▶ [What this task involves]
Reproduce the listing below verbatim.

☆ ☆ ☆ ☆ ☆ ☆ ☆

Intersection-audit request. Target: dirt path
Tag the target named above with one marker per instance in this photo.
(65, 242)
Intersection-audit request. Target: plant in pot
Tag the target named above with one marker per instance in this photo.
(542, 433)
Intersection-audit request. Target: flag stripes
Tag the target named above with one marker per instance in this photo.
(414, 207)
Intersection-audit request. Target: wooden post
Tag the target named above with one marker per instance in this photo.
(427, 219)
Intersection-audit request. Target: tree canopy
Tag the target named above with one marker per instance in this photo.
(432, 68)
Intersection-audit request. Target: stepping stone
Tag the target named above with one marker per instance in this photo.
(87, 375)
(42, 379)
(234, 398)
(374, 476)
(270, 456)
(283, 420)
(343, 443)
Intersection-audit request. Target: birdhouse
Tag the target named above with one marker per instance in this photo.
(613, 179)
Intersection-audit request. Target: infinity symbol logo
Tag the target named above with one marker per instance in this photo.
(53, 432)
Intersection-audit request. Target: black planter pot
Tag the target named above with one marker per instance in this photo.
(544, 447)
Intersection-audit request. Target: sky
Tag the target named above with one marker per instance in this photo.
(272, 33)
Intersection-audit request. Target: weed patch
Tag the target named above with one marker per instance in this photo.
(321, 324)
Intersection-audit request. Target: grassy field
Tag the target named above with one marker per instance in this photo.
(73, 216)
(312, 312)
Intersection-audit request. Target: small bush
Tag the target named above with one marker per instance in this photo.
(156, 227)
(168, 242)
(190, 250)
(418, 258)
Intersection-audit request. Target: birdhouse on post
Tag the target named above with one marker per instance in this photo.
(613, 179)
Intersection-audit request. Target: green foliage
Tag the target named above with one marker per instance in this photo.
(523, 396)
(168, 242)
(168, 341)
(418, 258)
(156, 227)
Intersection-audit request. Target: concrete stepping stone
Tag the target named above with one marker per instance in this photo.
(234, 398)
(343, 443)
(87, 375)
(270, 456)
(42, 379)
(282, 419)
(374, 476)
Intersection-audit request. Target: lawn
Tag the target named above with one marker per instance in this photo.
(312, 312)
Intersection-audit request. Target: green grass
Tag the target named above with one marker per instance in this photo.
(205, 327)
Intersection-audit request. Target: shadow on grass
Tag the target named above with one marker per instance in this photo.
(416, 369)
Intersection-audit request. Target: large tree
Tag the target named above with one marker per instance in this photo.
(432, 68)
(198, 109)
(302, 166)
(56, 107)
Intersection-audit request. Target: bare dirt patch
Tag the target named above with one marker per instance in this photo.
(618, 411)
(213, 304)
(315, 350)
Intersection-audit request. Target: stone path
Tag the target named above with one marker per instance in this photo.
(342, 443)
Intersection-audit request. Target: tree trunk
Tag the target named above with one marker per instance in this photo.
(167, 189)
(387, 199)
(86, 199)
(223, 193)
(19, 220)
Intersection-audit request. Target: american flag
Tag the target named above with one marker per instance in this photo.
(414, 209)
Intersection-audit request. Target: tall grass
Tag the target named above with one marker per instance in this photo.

☆ ☆ ☆ ☆ ☆ ☆ ☆

▶ [Written reply]
Intersection-audit request. Target: dirt path
Tag the target named above with one marker per instance in this photo.
(65, 242)
Intersection-audit request. Target: plant in pot
Tag the target named above with one marker per instance in this photo.
(542, 433)
Intersection-audit request. Target: flag stripes
Tag the target named above with one marker per instance in this photo.
(414, 207)
Intersection-audit request. Target: wooden post
Tag the target named above with one marker per instance in this photo.
(427, 219)
Intersection-audit request. Target: tree canopy
Tag the target named above with one marker per instance in this photo.
(432, 68)
Intersection-audit request. Target: stepping stone
Tag the target named above with one marker per instance in this photo.
(87, 375)
(42, 379)
(234, 398)
(374, 476)
(270, 456)
(283, 420)
(343, 443)
Intersection-audit request. Target: birdhouse
Tag the target named above with one marker per instance in this photo.
(613, 179)
Intersection-audit request. Target: infinity symbol logo
Tag the target named above with one marker per instance in this photo.
(53, 432)
Intersection-audit request. Target: black planter pot
Tag the target named above with one marker per instance in this photo.
(544, 447)
Intersection-audit request. Target: sky
Tag the target named above with one marker per instance in this photo.
(272, 33)
Intersection-audit request. Target: weed patch
Tag the target named above with one marker per instance in this photo.
(321, 324)
Intersection-audit request. Target: grassy field
Tag the target named above with one marker per instance in this photo.
(73, 216)
(312, 312)
Intersection-audit request. Target: small bush
Tag the target named above with one marker per instance in this photo.
(156, 227)
(168, 242)
(190, 250)
(418, 258)
Intersection-audit request. Target: birdhouse on post
Tag the target named above with one marker per instance in this photo.
(613, 179)
Intersection-audit request. Target: green foliage
Tag the target named above with one marker per instance in this photo.
(523, 396)
(168, 242)
(168, 341)
(418, 258)
(156, 227)
Intersection-audit request. Target: concrete stepping stone
Tag the target named above with one marker per instance in this photo.
(234, 398)
(343, 443)
(87, 375)
(270, 456)
(42, 379)
(282, 419)
(374, 476)
Intersection-audit request. Target: lawn
Tag the target named above with one marker per instance in this photo.
(312, 312)
Intersection-audit request. Target: green grass
Tag the target named above with one marker per instance in this photo.
(205, 327)
Intersection-audit request. Target: shadow on grass
Tag the target named above with one marker per instance in this photo.
(416, 369)
Intersection-audit request. Target: large tree
Tag the target named above with one marker per instance in this photo.
(432, 68)
(198, 109)
(302, 166)
(56, 107)
Intersection-audit request. Target: bare dirt patch
Tag the target named above with one marker per instance in this photo.
(618, 411)
(213, 304)
(315, 350)
Intersection-audit request. Target: stone path
Tag the target named above with one marker per instance in this photo.
(342, 443)
Intersection-audit request. Target: tree trunk
Tag the target named above with one marker per instance in this photo.
(167, 189)
(387, 199)
(86, 199)
(223, 193)
(19, 220)
Intersection-audit request. Target: american flag
Tag the target named above with one marker per instance in this photo.
(414, 209)
Intersection-audit request. Target: tall grass
Tag the target named above with one marker per instance in this photo.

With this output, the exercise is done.